— begin —

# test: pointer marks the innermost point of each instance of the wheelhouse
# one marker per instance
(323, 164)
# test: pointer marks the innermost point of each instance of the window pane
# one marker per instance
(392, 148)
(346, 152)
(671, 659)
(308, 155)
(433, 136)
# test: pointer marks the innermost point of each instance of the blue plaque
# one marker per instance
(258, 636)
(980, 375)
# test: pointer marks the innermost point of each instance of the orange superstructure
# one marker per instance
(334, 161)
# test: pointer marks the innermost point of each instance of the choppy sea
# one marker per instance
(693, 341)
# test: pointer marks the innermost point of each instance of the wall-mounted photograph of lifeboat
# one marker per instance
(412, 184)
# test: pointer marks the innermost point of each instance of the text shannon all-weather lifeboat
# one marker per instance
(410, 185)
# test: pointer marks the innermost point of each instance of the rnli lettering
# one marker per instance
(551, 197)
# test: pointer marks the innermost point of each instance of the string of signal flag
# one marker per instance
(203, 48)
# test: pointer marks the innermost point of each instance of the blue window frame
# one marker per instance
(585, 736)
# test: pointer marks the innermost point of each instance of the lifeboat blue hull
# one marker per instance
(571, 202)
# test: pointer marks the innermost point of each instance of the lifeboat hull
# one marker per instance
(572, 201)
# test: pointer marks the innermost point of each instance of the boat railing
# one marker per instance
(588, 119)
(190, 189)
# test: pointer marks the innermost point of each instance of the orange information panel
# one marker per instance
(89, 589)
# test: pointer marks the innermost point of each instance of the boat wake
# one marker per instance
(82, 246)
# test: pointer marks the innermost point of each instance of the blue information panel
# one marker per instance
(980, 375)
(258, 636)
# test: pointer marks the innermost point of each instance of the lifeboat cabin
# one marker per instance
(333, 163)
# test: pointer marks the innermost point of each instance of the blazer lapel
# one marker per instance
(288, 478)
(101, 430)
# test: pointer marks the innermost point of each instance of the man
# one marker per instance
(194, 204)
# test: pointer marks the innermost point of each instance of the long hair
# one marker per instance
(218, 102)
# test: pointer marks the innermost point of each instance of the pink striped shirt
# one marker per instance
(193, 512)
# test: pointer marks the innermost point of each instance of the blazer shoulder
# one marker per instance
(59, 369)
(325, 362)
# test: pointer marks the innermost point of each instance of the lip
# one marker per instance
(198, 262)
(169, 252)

— end —
— begin —

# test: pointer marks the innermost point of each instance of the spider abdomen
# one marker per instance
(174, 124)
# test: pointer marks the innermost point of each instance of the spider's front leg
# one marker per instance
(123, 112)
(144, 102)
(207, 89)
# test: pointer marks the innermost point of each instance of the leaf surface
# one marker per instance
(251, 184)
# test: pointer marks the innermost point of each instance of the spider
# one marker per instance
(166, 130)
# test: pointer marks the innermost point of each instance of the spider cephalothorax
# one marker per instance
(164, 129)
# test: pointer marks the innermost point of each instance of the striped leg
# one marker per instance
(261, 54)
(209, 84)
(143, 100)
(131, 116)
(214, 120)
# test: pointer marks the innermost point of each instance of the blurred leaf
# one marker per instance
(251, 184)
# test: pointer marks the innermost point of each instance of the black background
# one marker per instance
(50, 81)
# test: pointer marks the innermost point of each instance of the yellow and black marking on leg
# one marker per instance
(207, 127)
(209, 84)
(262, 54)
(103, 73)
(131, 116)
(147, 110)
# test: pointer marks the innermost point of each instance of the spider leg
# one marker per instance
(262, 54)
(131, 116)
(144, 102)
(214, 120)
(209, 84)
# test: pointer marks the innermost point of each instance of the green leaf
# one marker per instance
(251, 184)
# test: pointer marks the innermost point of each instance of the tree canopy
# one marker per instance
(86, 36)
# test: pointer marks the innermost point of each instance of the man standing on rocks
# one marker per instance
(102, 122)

— end —

Count the lines in the items above that contain the string "leaf", treating uppercase and lowercase as different, and give only the number.

The completed task:
3